Document passage
>>>
Investigation Update

On October 21, 2016, DOJ and FBI sought and received a FISA probable cause order (not under Title VII) authorizing electronic surveillance on Carter Page from the FISC. Page is a U.S. citizen who served as a volunteer advisor to the Trump presidential campaign. Consistent with requirements under FISA, the application had to be first certified by the Director or Deputy Director of the FBI. It then required the approval of the Attorney General, Deputy Attorney General (DAG), or the Senate-confirmed Assistant Attorney General for the National Security Division.

The FBI and DOJ obtained one initial FISA warrant targeting Carter Page and three FISA renewals from the FISC. As required by statute (50 U.S.C. §,1805(d)(l)), a FISA order on an American citizen must be renewed by the FISC every 90 days and each renewal requires a separate finding of probable cause. Then-Director James Comey signed three FISA applications in question on behalf of the FBI, and Deputy Director Andrew McCabe signed one. Then-DAG Sally Yates, then-Acting DAG Dana Boente, and DAG Rod Rosenstein each signed one or more FISA applications on behalf of DOJ.
<<<
Given instruction 1
In the investigation update, how often must the FISC renew a FISA order on an American citizen?
The listing that follows is unrelated to the investigation update.

Data records
>>>
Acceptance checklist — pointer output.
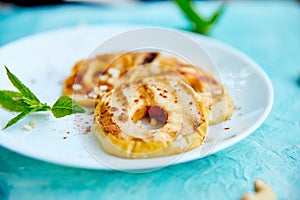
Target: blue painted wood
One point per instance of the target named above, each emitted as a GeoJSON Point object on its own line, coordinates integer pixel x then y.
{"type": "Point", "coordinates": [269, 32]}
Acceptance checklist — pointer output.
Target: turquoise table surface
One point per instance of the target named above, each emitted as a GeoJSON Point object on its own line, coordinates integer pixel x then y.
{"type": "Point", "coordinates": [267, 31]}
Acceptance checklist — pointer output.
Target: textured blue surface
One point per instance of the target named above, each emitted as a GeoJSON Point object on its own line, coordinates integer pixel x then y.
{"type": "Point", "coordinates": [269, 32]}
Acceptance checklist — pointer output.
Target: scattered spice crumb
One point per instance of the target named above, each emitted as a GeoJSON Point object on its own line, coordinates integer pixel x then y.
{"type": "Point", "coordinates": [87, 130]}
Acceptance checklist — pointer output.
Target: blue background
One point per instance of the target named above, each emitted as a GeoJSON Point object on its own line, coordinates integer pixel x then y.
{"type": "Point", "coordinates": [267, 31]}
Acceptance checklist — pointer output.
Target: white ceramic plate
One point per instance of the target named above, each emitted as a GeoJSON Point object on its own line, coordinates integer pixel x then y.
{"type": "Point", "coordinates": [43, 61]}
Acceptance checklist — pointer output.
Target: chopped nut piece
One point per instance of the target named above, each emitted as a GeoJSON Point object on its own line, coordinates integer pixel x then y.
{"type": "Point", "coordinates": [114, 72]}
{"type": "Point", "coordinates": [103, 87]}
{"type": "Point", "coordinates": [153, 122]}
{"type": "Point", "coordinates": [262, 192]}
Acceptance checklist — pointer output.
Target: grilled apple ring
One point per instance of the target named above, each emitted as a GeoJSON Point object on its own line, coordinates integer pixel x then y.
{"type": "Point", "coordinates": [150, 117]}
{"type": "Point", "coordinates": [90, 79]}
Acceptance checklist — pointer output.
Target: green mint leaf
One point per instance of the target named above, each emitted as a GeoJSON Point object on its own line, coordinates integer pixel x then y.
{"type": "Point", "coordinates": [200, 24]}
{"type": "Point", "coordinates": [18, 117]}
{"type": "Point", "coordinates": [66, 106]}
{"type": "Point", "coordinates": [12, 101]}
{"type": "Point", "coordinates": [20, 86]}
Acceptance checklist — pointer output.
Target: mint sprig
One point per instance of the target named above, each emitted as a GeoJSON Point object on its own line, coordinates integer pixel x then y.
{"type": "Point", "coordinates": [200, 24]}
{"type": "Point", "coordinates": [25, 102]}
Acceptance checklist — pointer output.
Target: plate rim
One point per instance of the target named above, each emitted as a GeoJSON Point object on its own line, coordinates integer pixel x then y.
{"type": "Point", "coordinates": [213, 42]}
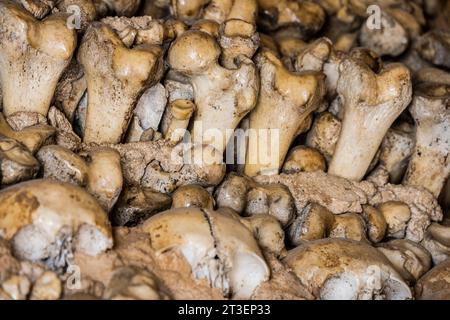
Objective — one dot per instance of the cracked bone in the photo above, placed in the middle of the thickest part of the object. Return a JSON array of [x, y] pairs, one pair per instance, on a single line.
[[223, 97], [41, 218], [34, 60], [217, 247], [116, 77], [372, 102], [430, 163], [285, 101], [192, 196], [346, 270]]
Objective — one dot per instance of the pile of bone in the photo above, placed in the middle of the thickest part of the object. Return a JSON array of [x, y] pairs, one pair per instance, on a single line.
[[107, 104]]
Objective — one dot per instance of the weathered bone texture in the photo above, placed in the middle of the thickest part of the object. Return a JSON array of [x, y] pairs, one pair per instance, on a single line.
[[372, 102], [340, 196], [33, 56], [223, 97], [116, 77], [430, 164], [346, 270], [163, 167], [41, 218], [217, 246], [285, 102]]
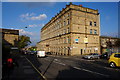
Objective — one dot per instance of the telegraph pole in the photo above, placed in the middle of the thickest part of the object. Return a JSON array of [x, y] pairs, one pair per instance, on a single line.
<<<
Given instruction 2
In the listing, rename "pile of bone" to "heap of bone" in the lines from the one with "Objective — one dot per instance of the pile" to the one with "[[107, 104]]", leaving all else unchanged, and return only those lines.

Worked answer 1
Every 90 days.

Worked answer 2
Objective — one dot per instance of the heap of bone in the photo above, placed in the middle of the thickest part of the object. Return a JSON array of [x, y] pairs, one pair per instance, on a single line.
[[107, 104]]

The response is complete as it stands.